Given request
Transcribe the listing that follows in full, omitting pictures.

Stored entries
============================================================

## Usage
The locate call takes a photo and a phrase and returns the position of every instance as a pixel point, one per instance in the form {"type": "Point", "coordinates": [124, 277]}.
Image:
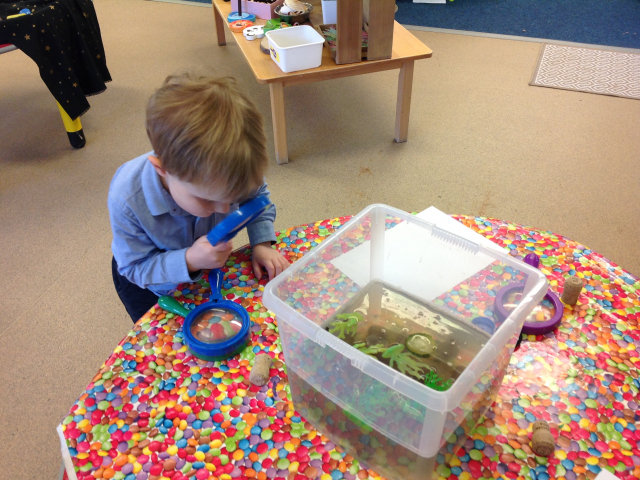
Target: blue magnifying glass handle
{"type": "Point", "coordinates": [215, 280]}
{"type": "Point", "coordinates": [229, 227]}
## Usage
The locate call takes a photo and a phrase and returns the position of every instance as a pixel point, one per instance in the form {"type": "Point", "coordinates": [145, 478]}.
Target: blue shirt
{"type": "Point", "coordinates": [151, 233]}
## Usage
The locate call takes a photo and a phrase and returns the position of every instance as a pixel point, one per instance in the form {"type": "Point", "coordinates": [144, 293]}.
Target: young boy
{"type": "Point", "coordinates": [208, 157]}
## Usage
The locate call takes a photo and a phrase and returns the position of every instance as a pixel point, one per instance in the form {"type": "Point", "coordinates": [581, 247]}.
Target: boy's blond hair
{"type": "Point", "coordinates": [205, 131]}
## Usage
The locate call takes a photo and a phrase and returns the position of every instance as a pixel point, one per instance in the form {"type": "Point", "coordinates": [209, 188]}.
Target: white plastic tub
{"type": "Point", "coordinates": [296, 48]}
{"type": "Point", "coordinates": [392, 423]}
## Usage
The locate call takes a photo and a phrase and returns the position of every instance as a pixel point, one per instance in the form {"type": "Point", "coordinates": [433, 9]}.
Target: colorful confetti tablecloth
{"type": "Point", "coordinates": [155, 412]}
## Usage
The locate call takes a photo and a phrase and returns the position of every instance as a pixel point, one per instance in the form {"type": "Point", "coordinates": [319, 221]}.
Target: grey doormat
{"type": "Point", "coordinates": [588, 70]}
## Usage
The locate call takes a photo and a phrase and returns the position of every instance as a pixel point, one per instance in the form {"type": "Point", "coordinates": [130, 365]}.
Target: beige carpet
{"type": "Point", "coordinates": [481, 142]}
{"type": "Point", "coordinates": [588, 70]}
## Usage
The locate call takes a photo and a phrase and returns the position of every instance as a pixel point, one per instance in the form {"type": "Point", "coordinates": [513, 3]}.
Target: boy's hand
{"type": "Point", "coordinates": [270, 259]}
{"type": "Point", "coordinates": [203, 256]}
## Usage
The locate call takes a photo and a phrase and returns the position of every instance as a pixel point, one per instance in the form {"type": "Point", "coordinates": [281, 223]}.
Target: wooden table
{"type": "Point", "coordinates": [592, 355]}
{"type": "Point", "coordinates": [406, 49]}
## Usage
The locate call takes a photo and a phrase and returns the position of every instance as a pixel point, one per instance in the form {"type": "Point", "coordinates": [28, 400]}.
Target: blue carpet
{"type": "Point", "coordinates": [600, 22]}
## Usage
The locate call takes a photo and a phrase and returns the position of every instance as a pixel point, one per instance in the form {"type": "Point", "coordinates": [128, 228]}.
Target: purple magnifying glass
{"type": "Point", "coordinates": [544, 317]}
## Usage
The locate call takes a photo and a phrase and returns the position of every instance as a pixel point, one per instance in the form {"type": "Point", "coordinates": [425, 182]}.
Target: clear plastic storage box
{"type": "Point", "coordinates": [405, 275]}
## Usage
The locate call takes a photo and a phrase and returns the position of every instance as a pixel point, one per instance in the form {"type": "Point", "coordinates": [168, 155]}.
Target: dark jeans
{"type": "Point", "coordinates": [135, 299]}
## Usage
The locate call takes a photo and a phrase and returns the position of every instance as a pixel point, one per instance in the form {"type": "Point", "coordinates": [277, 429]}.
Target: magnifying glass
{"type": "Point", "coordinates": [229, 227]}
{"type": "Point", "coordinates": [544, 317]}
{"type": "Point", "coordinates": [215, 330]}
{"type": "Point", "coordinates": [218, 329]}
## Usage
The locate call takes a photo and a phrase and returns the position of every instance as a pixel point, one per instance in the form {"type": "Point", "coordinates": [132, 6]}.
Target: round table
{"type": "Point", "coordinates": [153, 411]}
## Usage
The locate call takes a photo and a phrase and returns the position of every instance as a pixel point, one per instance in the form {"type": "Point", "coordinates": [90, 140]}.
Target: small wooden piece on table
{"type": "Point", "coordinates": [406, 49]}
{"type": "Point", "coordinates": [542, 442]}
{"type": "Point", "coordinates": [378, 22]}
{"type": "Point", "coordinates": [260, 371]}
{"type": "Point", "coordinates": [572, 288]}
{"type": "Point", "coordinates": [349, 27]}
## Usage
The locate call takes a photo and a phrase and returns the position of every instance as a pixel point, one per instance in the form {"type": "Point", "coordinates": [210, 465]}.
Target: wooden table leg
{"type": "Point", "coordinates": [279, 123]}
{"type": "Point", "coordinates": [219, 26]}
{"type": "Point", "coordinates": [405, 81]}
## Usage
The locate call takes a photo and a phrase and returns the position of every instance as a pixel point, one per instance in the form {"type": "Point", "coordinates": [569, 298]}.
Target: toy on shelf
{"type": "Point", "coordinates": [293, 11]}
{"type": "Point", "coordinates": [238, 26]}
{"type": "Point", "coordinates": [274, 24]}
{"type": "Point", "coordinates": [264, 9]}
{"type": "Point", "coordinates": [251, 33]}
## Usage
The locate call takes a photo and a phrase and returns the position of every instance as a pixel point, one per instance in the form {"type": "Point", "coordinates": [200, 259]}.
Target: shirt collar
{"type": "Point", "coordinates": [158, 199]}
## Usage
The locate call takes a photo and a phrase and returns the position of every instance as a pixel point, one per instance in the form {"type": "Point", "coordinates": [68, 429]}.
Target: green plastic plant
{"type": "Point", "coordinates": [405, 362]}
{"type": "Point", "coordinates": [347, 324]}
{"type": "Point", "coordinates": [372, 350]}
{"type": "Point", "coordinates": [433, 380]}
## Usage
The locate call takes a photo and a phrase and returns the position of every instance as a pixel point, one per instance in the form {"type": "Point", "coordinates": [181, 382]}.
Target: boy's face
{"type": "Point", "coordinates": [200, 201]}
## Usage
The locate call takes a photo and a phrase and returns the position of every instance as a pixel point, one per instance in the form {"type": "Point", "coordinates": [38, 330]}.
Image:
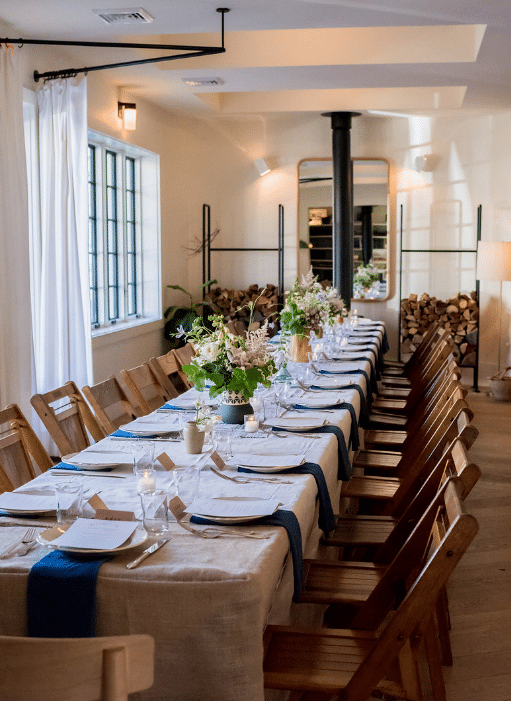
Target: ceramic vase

============================================================

Solution to this task
## Usage
The locate call takes a photo and a phrase and returns the position of every instance as a pixel point, one per instance in the form {"type": "Point", "coordinates": [124, 277]}.
Image:
Target: blue magnifying glass handle
{"type": "Point", "coordinates": [215, 280]}
{"type": "Point", "coordinates": [229, 227]}
## Usage
The locate call takes a photo and a phrase and returns the position of every instance as a pixel point, one per instance in the form {"type": "Point", "coordinates": [145, 478]}.
Target: blue shirt
{"type": "Point", "coordinates": [151, 233]}
## Usage
The locate call takes a photo and a phrase and returns the position of every instance as a pixel point, one per instance in the form {"type": "Point", "coordinates": [144, 293]}.
Target: young boy
{"type": "Point", "coordinates": [208, 157]}
## Usage
The locate call takes a photo and a phrase and returns the position of every instance as a pixel point, one per instance in the form {"type": "Point", "coordinates": [581, 247]}.
Target: boy's blond hair
{"type": "Point", "coordinates": [205, 131]}
## Usage
The locate call takes a photo and a phrase and returns the position of every instance as a pixel point, one per instance in the form {"type": "Point", "coordinates": [209, 188]}.
Target: white plastic tub
{"type": "Point", "coordinates": [296, 48]}
{"type": "Point", "coordinates": [392, 423]}
## Usage
The locate call takes a photo and a phrase and returns the position of every instance as a pixel point, one per instance in the form {"type": "Point", "coordinates": [433, 9]}.
Target: colorful confetti tablecloth
{"type": "Point", "coordinates": [155, 412]}
## Usage
The locate call takes a photo and a phrase and returns the position of every instance as a pixel point, one per instance in the form {"type": "Point", "coordinates": [319, 221]}.
Target: grey doormat
{"type": "Point", "coordinates": [588, 70]}
## Usage
The locate call takes a photo and a phrase and returns the position of every instance as a pixel point, one per instance in the form {"type": "Point", "coordinates": [130, 365]}.
Target: beige carpet
{"type": "Point", "coordinates": [481, 142]}
{"type": "Point", "coordinates": [588, 70]}
## Usage
The locate call takes a photo and a phrase and returns the position of every instance as a pixel point, one per instance in the form {"type": "Point", "coordinates": [513, 3]}.
Target: boy's hand
{"type": "Point", "coordinates": [270, 259]}
{"type": "Point", "coordinates": [203, 256]}
## Usage
The locate call takes a photo and a phrase and returns the position of every instance as a pixel point, one per instance in the form {"type": "Point", "coordinates": [281, 223]}.
Target: wooden table
{"type": "Point", "coordinates": [592, 355]}
{"type": "Point", "coordinates": [406, 49]}
## Usage
The locate call takes a photo and a phrase and returns the position of every instance as a pixel point, one per instance in the form {"type": "Point", "coordinates": [28, 400]}.
Target: blue carpet
{"type": "Point", "coordinates": [600, 22]}
## Usage
The locate call takes a photo and a phrase and returns the position of every instance as a pixel point, one per instance in the form {"type": "Point", "coordinates": [128, 228]}.
Target: purple magnifying glass
{"type": "Point", "coordinates": [544, 317]}
## Usage
The locate call takes a photo and a phrase and returns the position of every instance as a pixel point, one per instance in the form {"type": "Point", "coordinates": [425, 182]}.
Target: clear plastic storage box
{"type": "Point", "coordinates": [405, 275]}
## Usage
The locate call takes a photo and a phrase and returns the position of every instance as a pixel point, one per instance in the form {"type": "Point", "coordinates": [168, 155]}.
Target: dark jeans
{"type": "Point", "coordinates": [135, 299]}
## Usage
The locate call takes a photo and a phrase and returns the position of every instance as a pixel point, one per instance in the form {"type": "Point", "coordinates": [277, 429]}.
Target: magnifying glass
{"type": "Point", "coordinates": [229, 227]}
{"type": "Point", "coordinates": [544, 317]}
{"type": "Point", "coordinates": [215, 330]}
{"type": "Point", "coordinates": [218, 329]}
## Usage
The locate call takes a photo and a phrase and returns the position of every instance as a pixel point, one per instance in the form {"type": "Point", "coordinates": [132, 6]}.
Target: round table
{"type": "Point", "coordinates": [153, 411]}
## Usage
The locate call takes a photo and a phrase and returns the position of every instance as a pixel point, one per instance in the form {"type": "Point", "coordinates": [90, 140]}.
Target: small wooden piece on table
{"type": "Point", "coordinates": [406, 49]}
{"type": "Point", "coordinates": [542, 442]}
{"type": "Point", "coordinates": [378, 22]}
{"type": "Point", "coordinates": [260, 371]}
{"type": "Point", "coordinates": [572, 288]}
{"type": "Point", "coordinates": [349, 27]}
## Usage
The locate call takes a photo and a phrase and returns the position of every instance as a pixel point, one per instance in the form {"type": "Point", "coordinates": [210, 465]}.
Target: wooden table leg
{"type": "Point", "coordinates": [279, 123]}
{"type": "Point", "coordinates": [219, 26]}
{"type": "Point", "coordinates": [405, 81]}
## Usage
The locate call takes a photo and a phrase and returns the position of every instance as a pixel point, one per instance in the form {"type": "Point", "coordinates": [569, 298]}.
Target: toy on shelf
{"type": "Point", "coordinates": [293, 11]}
{"type": "Point", "coordinates": [238, 26]}
{"type": "Point", "coordinates": [274, 24]}
{"type": "Point", "coordinates": [264, 9]}
{"type": "Point", "coordinates": [251, 33]}
## Usage
The locate call takes a photo and a phrase and returns the position of every instance as a pixel point, one per instance in the form {"type": "Point", "coordinates": [200, 259]}.
Target: shirt collar
{"type": "Point", "coordinates": [158, 199]}
## Usage
The locate call takes a photo and a phrase and returns the position of every instance as a pixel point, one per instance in the form {"type": "Point", "coordinates": [68, 429]}.
Target: green plastic plant
{"type": "Point", "coordinates": [405, 362]}
{"type": "Point", "coordinates": [347, 324]}
{"type": "Point", "coordinates": [372, 350]}
{"type": "Point", "coordinates": [433, 380]}
## Usage
The locate call takes a photo and a phrase and returns the position of every instance as a pixel point, one per instance in the form {"type": "Point", "coordinates": [181, 382]}.
Target: boy's face
{"type": "Point", "coordinates": [200, 201]}
## Usage
The locate call takes a photo and a phrase and returns the position of every instance as a pixel point, one per instance in the form {"type": "Point", "coordinates": [38, 330]}.
Image:
Target: ceramic vase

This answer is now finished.